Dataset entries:
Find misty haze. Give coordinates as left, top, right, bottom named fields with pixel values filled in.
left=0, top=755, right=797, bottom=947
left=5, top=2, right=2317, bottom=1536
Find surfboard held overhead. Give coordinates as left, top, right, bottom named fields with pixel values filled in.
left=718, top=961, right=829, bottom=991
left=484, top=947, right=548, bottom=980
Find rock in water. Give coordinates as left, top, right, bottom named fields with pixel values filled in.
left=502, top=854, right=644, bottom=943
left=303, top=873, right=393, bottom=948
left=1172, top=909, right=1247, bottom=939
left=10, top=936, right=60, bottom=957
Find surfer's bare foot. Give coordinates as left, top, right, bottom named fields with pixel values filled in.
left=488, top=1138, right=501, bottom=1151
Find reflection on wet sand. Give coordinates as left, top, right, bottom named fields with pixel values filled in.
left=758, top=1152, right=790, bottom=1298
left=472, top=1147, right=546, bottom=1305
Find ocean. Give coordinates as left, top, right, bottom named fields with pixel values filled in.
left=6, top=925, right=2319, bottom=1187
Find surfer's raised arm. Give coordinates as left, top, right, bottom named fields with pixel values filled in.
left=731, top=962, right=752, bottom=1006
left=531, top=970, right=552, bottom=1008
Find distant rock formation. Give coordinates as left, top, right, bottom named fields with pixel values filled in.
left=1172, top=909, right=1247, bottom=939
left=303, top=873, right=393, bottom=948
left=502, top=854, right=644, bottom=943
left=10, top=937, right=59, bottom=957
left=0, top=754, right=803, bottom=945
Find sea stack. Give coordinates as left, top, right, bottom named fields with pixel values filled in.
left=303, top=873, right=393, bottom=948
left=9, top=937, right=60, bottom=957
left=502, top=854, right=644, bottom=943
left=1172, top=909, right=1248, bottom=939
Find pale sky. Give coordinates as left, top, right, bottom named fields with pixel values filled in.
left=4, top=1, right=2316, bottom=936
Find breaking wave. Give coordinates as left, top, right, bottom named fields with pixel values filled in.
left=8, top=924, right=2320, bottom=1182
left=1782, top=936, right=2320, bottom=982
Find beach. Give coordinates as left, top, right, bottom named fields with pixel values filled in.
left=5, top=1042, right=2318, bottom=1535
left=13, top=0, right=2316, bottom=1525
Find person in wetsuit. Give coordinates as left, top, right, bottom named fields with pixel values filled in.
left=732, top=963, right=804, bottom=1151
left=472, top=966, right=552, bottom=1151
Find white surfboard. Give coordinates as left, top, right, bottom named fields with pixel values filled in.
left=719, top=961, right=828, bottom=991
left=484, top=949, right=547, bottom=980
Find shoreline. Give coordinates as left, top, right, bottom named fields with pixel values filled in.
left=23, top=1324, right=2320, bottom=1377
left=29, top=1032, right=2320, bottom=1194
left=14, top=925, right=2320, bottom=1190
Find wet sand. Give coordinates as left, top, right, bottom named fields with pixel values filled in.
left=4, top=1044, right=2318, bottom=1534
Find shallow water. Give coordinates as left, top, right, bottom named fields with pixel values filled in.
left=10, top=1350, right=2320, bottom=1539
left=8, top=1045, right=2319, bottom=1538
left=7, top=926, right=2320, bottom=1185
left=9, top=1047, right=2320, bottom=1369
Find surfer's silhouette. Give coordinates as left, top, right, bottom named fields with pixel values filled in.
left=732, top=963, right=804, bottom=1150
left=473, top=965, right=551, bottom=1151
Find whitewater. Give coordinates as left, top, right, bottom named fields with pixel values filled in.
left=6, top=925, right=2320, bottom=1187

TASK ITEM:
Your task is to retype all the records above with nothing left out.

EXERCISE ANSWER:
Find misty haze. Give coordinates as left, top, right, bottom named fields with pixel values filled in.
left=0, top=755, right=797, bottom=947
left=5, top=2, right=2317, bottom=1536
Find surfboard held overhead. Give coordinates as left, top, right, bottom named fields with pixel values filled in.
left=718, top=961, right=829, bottom=991
left=484, top=947, right=548, bottom=980
Find rock in water. Give coordinates as left, top, right, bottom named fields with pixel values filled in.
left=502, top=854, right=644, bottom=943
left=303, top=873, right=393, bottom=948
left=1172, top=909, right=1247, bottom=939
left=10, top=936, right=60, bottom=957
Find surfer's bare foot. Give coordinates as left, top, right, bottom named fields with pixel values filled in.
left=488, top=1138, right=501, bottom=1151
Find reflection on wet sand. Give coordinates as left, top, right, bottom named fields with pixel values filled in.
left=758, top=1152, right=790, bottom=1298
left=472, top=1147, right=546, bottom=1305
Find ocean. Give coordinates as left, top, right, bottom named fields with pixel values filled in.
left=6, top=925, right=2319, bottom=1187
Find surfer's raised arm. Give coordinates as left, top, right, bottom named fields with pixel values filled in.
left=731, top=962, right=752, bottom=1006
left=531, top=970, right=552, bottom=1008
Find distant rock formation. Give coordinates as left, top, right, bottom named fields with pixel values filled in.
left=1172, top=909, right=1247, bottom=939
left=303, top=873, right=393, bottom=948
left=502, top=854, right=644, bottom=943
left=10, top=937, right=59, bottom=957
left=0, top=754, right=803, bottom=945
Find sea stack. Give coordinates as left, top, right, bottom named fields with pixel values filled in.
left=303, top=873, right=393, bottom=948
left=9, top=937, right=60, bottom=957
left=502, top=854, right=644, bottom=943
left=1172, top=909, right=1248, bottom=939
Find pale sky. Give coordinates as left, top, right, bottom named fields with pixel values filled in.
left=4, top=1, right=2316, bottom=936
Find breaking wave. Give coordinates as left, top, right, bottom named fields with pixel values filled in.
left=8, top=924, right=2320, bottom=1182
left=1782, top=936, right=2320, bottom=982
Find beach. Give coordinates as left, top, right, bottom named fields with pixel values filled in.
left=5, top=1042, right=2318, bottom=1535
left=13, top=0, right=2316, bottom=1525
Find person in wetsuit. Give coordinates as left, top, right, bottom named fields with pixel values filled in.
left=732, top=963, right=804, bottom=1151
left=472, top=966, right=552, bottom=1151
Find white surfboard. Give coordinates as left, top, right, bottom named fields with pixel values filled in.
left=719, top=961, right=828, bottom=991
left=484, top=949, right=547, bottom=980
Find shoreline. Give coordinates as left, top, right, bottom named fields with pixel values filled in.
left=23, top=1324, right=2320, bottom=1377
left=29, top=1032, right=2320, bottom=1194
left=14, top=925, right=2320, bottom=1190
Find wet sand. Give coordinates as left, top, right, bottom named fields with pixel values filled in.
left=4, top=1044, right=2318, bottom=1534
Find shallow water. Give coordinates as left, top, right, bottom named fields with pixel values filled in.
left=10, top=1350, right=2320, bottom=1539
left=8, top=1045, right=2319, bottom=1538
left=7, top=926, right=2320, bottom=1185
left=9, top=1047, right=2320, bottom=1369
Find surfer's silhouette. Give coordinates as left, top, right, bottom named fields with pixel values filled in.
left=732, top=963, right=804, bottom=1150
left=473, top=965, right=551, bottom=1151
Find whitewater. Give coordinates as left, top, right, bottom named fields with pixel values filled in.
left=6, top=925, right=2320, bottom=1187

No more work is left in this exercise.